### Trabajo solicitado
• 1. Cuenta las líneas del listado que contienen la cadena "window", respetando mayúsculas y minúsculas. Indica únicamente el número.
• 2. Prosigue el fragmento sobre la historia de Medio Oriente a partir de su última oración.

### Fragmento proporcionado

La primera era concluyó con la Primera Guerra
Mundial, la extinción del Imperio Otomano, el establecimiento de la
república turca y la división de los despojos de guerra entre los
vencedores europeos. Lo que siguió fue una época de régimen
colonial, dominada por Francia y el Reino Unido. Esta segunda era
terminó unas cuatro décadas más tarde, después de que otra guerra
mundial despojara a los europeos de mucha de su fuerza, creciera el
nacionalismo árabe y las dos superpotencias empezaran a confrontarse.
El historiador Albert Hourani, que escribió: "Quien gobierne el
Cercano Oriente gobierna el mundo, y quien tiene intereses en el mundo
debe estar preocupado por el Cercano Oriente", vio con razón que
la crisis de Suez de 1956 marcaba el final de la era colonial y el
principio de la era de la Guerra Fría en la región.
Durante la Guerra Fría, como ya había ocurrido,
fuerzas externas habían desempeñado un papel dominante en Medio
Oriente. Pero la misma naturaleza de la competencia entre Estados
Unidos y la Unión Soviética dio a los Estados locales un
considerable margen de maniobra. La prueba decisiva de la era fue la
guerra de octubre de 1973, que Estados Unidos y la Unión Soviética
suspendieron en lo esencial en un empate, lo que dio lugar a una
diplomacia ambiciosa, que incluía el acuerdo de paz entre Egipto e
Israel.
De cualquier manera sería un error considerar a
esta era como simplemente la época de una competencia bien manejada
entre grandes potencias. La guerra de junio de 1967 cambió para
siempre el equilibrio de poder en Medio Oriente. El uso del petróleo
como arma económica y política en 1973 puso el acento sobre la
vulnerabilidad estadounidense e internacional ante la baja de oferta
del abasto y las alzas de precios. Además, el balance de cuentas de
la Guerra Fría creó un contexto en el cual fuerzas locales en Medio
Oriente adquirieron una autonomía significativa como para permitirles
satisfacer sus propias agendas. La revolución de 1979 en Irán, que
acabó con uno de los pilares de la política estadounidense en la
región, hizo evidente que los extranjeros no estarían en condiciones
de tener control sobre los acontecimientos locales. Los Estados árabes
se resistieron a los intentos estadounidenses de persuadirlos a unirse
a los proyectos antisoviéticos. La ocupación de Líbano por parte de
Israel en 1982 generó a Hezbollah; la guerra entre Irán e Irak agotó
a esos dos países durante una década.

### Material proporcionado
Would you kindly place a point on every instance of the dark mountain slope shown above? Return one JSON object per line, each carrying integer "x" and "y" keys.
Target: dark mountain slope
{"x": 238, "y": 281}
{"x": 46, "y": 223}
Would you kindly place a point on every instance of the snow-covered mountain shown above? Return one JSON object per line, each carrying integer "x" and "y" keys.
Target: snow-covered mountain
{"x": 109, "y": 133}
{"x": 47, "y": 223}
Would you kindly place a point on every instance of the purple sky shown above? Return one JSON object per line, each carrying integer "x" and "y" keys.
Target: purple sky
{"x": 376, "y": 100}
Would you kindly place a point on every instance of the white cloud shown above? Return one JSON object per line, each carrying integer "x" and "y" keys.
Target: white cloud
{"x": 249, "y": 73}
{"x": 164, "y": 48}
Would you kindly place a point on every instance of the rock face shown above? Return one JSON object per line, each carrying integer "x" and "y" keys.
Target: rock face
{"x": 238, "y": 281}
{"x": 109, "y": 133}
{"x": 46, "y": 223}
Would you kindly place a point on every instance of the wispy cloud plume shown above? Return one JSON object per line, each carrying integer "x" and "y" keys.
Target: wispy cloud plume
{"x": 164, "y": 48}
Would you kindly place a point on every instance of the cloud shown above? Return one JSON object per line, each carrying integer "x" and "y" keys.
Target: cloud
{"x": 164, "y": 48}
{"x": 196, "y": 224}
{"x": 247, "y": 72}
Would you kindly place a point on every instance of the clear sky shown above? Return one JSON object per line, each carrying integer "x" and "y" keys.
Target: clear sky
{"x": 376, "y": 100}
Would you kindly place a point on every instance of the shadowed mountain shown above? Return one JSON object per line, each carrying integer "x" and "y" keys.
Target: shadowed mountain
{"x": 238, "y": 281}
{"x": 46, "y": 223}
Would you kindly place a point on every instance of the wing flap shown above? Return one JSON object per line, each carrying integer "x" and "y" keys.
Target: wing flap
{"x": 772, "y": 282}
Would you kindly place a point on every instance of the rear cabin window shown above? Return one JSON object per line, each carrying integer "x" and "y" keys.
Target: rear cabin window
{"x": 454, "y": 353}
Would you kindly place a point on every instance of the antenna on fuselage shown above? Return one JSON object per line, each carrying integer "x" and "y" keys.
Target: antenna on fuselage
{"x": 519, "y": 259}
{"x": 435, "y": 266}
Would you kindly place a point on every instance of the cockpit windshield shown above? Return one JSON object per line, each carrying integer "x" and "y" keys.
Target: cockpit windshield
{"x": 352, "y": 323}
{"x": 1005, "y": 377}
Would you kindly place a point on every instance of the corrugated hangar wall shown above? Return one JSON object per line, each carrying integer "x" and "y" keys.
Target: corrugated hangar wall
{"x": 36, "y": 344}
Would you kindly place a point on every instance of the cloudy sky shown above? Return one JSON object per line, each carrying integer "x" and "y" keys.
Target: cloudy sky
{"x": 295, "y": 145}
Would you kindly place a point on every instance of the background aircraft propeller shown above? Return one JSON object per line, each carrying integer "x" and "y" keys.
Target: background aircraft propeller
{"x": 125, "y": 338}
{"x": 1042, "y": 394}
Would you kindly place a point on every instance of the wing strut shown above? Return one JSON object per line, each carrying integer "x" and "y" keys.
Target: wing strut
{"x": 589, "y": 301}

### Resultados del ejercicio
• 1. 2

• 2.
Égloga estadounidense
El término de la Guerra Fría y la desaparición
de la Unión Soviética condujeron a una cuarta era en la historia de
la región, durante la cual Estados Unidos disfrutó de influencia y
libertad de acción sin precedentes. Los rasgos predominantes de esta
era estadounidense fueron la liberación de Kuwait dirigida por
Estados Unidos, la prolongada permanencia de fuerzas terrestres y aéreas
estadounidenses en la Península Arábiga y un interés diplomático
activo en tratar de resolver el conflicto árabe-israelí de una vez
por todas (que culminó en el esfuerzo intenso pero al cabo
infructuoso de la administración Clinton en Camp David). Más que
ningún otro, este período ejemplificó el tema de lo que ahora se
considera "el viejo Medio Oriente". La región quedó
definida por un Irak agresivo pero frustrado, un Irán dividido y
relativamente débil, un Israel visto como el Estado más poderoso y
la única potencia nuclear de la región, los fluctuantes precios del
petróleo, los inestables regímenes árabes que reprimen a sus
pueblos, la agitada coexistencia entre Israel y los palestinos y árabes
y, más en general, el predominio estadounidense.
Lo que llevó a su fin a esta era en menos de dos
décadas son varios factores, algunos estructurales, algunos intrínsecos.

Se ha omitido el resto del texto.